Sou um traidor cafajeste da tradição milenar dos corredores estetas entusiastas da virulência sem colesterol de Henry David Thoreau e da intrépida inocência perecível de Chris McCandless. Depois de me gabar para próximos e principalmente para mim mesmo por obter o simbólico, porém não menos importante, título de único brasileiro que não coloca molho shoyo no segmento cru da culinária japonesa (o shoyo em demasia viola o paladar natural da comida nipônica), caí de cara e com (sem) vergonha na bosta que tem o esquete como mote (ou é o contrário?) ao correr ouvindo MÚSICA! OHHHHHHHHHHHH! JOGUEM TOMATES! CEBOLAS GRAÚDAS! EXEMPLARES DO MONGE E O EXECUTIVO! EXEMPLARES DO ROMANCE DO JERÔNIMO TEIXEIRA! EXEMPLARES DO LIVRO DA CARLA DUALIB! EXEMPLARES DA HISTÓRIA DO ROCK DE BRASÍLIA NOS ANOS 80! CÓPIAS DO CD SOLO DO RENATO RUSSO. CÓPIAS DO NOVO DO VELHO DO NEM TÃO NOVO NEM TÃO VELHO CD DA LILY ALLEN! CÓPIAS DO NOVO DO VELHO DO NEM TÃO NEM TÃO VELHO CD DA PITTY! CÓPIAS DE FILMES IRANIANOS QUE TÊM UM SACO PLÁSTICO SUJO DE CHORUME OU UMA LONA DE SUPERFÍCIE ÁSPERA DEVIDO AO INCLEMENTE PODER DO SOL OU UM GRÃO DE AREIA OU UM CAROÇO DE FEIJÃO BRANCO OU UMA ENCHARPE ESCURA COM DETALHES EM VERMELHO OU UM CAMELO MANCO QUE INSPIRA COMPAIXÃO OU A ESTRATOSFÉRICA BOSTA DO CAMELO MANCO QUE INSPIRA COMPAIXÃO COMO MOTE! TAQUE LUCUBRAÇÕES DE MAITÊ PROENÇA. (TAQUE MAITÊ PROENÇA SEM LUCUBRAÇÕES E SEM ROUPA.) LANCE AS FILOSOFIAS DE MARCIA TIBURI. (LANCE A MARCIA TIBURI DE UM PENHASCO ATINANDO PARA QUE ELA EXPLODA SOBRE A BOSTA DO CAMELO CAOLHO QUE TEM O MOTE COMO ESQUETE.) TRANSMITA A SAPICIÊNCIA PRETENSIOSA DE EXCELÊNCIA GRAMATICAL À LA PASQUALE DA ACABADA/ PICHADA PENÉLOPE REQUENGUELA FILHA DO VELHO NOVA. ENTUPA OS CORREDORES SOLITÁRIOS DA MINHA CASA COM AS GARGALHADAS NICOTINADAS DO TIO BARBARA GANCIA E DA TIA JOSÉ SIMÃO. FAÇA-ME ACREDITAR QUE A IMPRENSA “INDEPENDENTE” EXISTE E QUE “NADA” NEM “NINGUÉM” PAGA PARA ELA EXISTIR.

Tarefa a cumprir ->
Responda às perguntas a seguir com base no trecho selecionado acima.
1. Quais dois nomes o trecho associa à tradição milenar dos corredores estetas entusiastas?
2. Que molho, segundo o trecho, não é colocado no segmento cru da culinária japonesa?
3. O que se passou a fazer ouvindo música?

Extratos de dados ->
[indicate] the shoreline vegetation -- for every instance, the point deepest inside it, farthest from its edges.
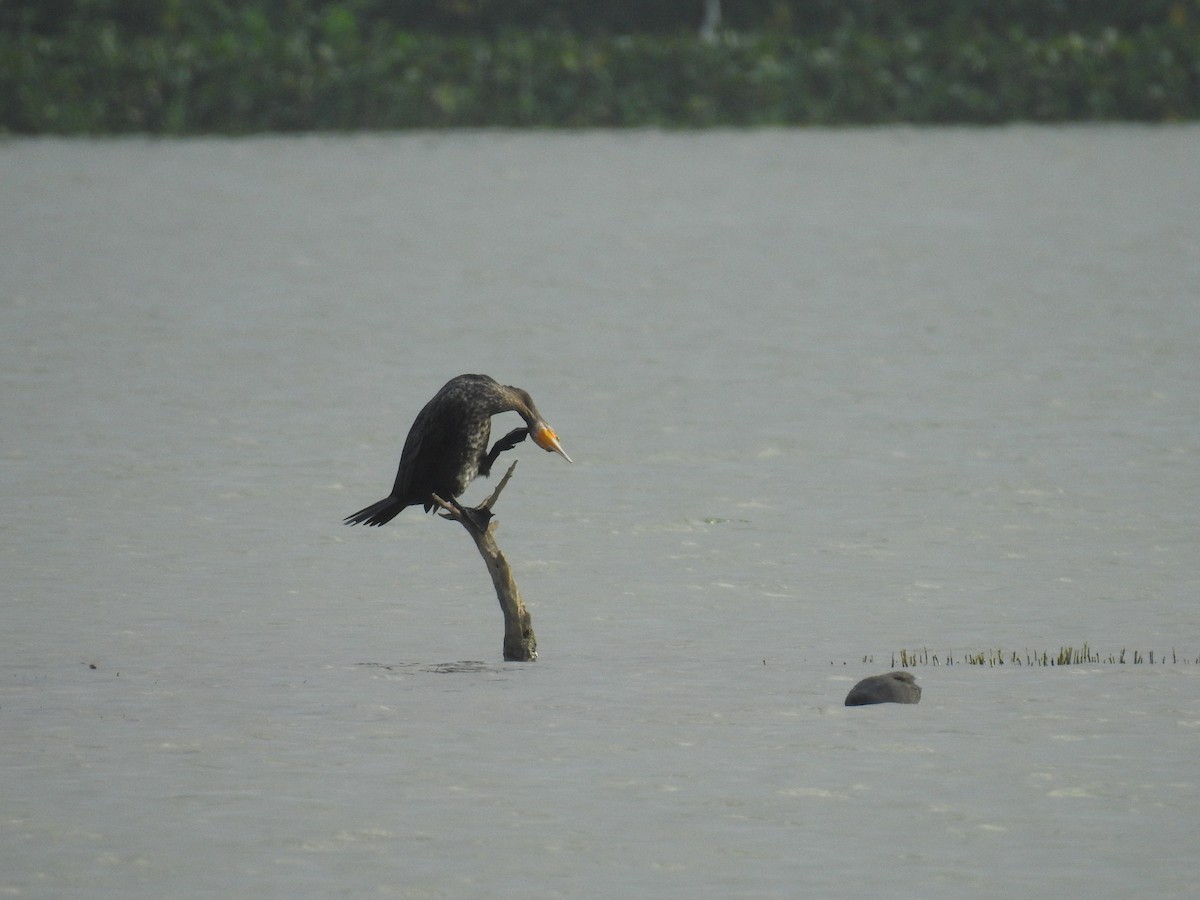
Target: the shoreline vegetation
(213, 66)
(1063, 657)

...

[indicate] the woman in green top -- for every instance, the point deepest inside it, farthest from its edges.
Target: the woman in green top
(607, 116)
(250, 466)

* * *

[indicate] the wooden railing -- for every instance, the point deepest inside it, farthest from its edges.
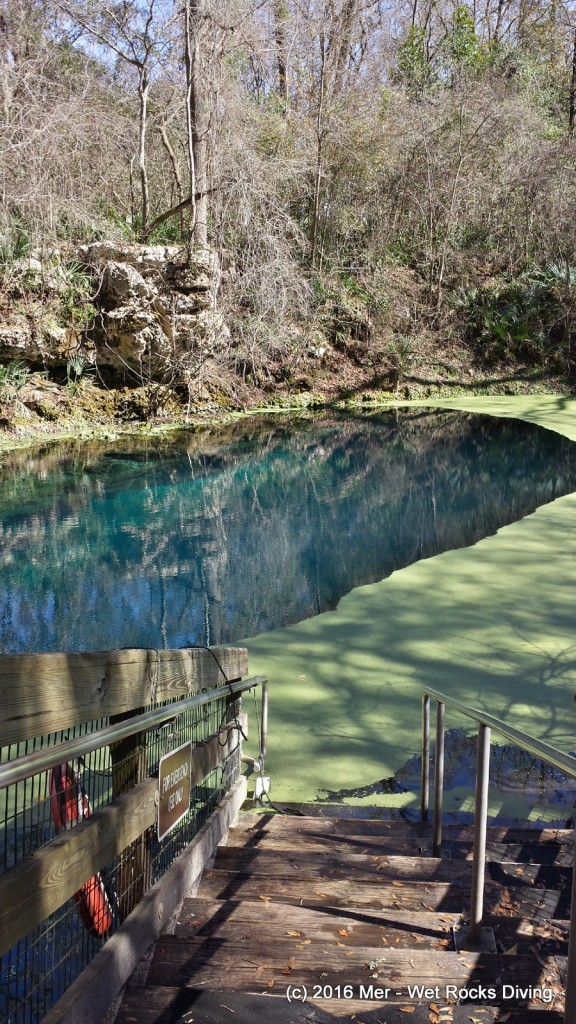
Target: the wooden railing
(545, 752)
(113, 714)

Resultado da tarefa ->
1. Henry David Thoreau e Chris McCandless.
2. O molho shoyo.
3. Correr.